WORK ITEM:
In the entries below, find the lines with the word "coleslaw" and copy them.

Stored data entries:
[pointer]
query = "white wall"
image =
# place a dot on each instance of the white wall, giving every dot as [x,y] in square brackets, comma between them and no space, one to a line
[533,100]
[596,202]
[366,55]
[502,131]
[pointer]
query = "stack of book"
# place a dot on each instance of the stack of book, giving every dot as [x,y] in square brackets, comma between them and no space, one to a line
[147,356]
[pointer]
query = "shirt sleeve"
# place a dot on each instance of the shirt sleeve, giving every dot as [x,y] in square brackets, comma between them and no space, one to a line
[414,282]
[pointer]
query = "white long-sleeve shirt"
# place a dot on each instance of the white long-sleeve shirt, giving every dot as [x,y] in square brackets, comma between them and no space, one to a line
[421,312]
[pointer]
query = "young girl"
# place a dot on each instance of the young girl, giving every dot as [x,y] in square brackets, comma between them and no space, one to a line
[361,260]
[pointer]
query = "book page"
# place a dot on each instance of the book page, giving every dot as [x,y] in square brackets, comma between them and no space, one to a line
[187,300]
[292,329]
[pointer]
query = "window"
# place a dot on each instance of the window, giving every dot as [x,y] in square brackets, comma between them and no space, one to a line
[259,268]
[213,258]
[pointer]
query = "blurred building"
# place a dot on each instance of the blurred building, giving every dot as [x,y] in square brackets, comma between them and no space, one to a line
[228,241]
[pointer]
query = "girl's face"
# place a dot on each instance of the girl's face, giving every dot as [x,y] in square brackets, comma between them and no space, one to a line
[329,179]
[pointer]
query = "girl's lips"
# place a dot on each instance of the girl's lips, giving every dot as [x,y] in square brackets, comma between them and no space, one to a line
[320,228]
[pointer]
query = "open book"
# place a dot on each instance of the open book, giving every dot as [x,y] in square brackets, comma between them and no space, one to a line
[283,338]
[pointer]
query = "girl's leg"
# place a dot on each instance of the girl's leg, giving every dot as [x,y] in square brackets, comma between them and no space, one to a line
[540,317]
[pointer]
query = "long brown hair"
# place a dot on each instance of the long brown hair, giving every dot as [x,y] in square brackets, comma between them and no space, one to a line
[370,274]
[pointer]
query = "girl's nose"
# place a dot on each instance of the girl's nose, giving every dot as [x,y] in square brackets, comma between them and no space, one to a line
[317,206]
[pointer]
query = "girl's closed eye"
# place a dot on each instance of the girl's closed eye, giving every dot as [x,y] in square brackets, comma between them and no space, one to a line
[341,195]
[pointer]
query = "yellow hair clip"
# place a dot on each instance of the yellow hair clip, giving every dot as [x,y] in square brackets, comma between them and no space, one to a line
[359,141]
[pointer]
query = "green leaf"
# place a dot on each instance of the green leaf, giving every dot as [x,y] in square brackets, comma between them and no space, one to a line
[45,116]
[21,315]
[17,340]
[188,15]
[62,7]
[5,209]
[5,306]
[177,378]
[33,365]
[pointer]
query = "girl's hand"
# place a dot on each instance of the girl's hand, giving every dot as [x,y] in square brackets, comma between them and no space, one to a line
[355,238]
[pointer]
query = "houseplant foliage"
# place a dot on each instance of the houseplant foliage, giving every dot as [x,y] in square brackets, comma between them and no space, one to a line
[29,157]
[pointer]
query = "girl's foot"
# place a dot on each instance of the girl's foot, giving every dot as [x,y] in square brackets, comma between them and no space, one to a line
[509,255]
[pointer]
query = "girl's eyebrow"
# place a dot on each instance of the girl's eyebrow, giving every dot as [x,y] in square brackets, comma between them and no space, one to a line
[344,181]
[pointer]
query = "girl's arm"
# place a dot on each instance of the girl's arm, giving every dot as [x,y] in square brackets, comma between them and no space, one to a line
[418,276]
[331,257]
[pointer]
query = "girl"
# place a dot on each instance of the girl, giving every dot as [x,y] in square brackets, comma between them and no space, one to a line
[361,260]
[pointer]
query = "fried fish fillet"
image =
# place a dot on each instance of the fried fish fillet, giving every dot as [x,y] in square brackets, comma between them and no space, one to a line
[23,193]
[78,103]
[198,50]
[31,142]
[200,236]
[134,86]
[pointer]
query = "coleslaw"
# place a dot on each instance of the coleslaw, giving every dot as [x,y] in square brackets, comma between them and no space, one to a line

RESULT FOR THIS EXERCISE:
query = "coleslaw"
# place a dot on each instance of the coleslaw, giving every dot as [x,y] in square brackets, comma between them and no space, one to a line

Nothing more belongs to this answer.